- _Stated exercise_: Reproduce every line of the listing below verbatim, omitting the pictures from your reply.

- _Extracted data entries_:
==*==

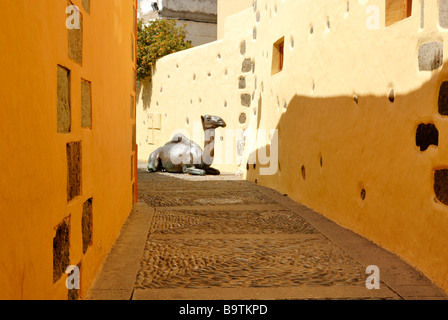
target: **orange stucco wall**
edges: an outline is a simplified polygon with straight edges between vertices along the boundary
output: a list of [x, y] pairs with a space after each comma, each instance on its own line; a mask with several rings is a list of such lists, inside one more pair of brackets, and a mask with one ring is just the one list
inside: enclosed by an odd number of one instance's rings
[[[65, 218], [82, 299], [132, 210], [137, 4], [95, 0], [89, 13], [83, 2], [72, 0], [82, 14], [82, 65], [67, 53], [66, 1], [0, 2], [0, 299], [67, 299], [67, 276], [53, 283], [53, 238]], [[71, 71], [65, 134], [57, 132], [57, 65]], [[91, 128], [81, 128], [81, 78], [91, 82]], [[81, 193], [67, 202], [66, 144], [74, 141], [82, 144]], [[83, 253], [90, 198], [92, 243]]]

==*==

- _Response to the exercise_:
target: **orange stucco wall**
edges: an outline is a simplified polygon with straight edges between vertices along the boundary
output: a list of [x, y] pairs with a space after each comma, each instance on its own line; a mask with several rings is a list of such lists, inside one more pair of brackets, and a mask with one ring is just the one list
inside: enclosed by an odd number of one instance's rings
[[[65, 218], [82, 299], [132, 210], [137, 4], [95, 0], [89, 13], [83, 2], [72, 0], [82, 14], [82, 65], [67, 53], [66, 1], [0, 2], [0, 299], [67, 299], [67, 276], [53, 283], [53, 238]], [[71, 71], [65, 134], [57, 132], [57, 65]], [[91, 128], [81, 128], [81, 78], [91, 82]], [[81, 193], [67, 202], [66, 144], [74, 141], [82, 144]], [[83, 253], [90, 198], [92, 243]]]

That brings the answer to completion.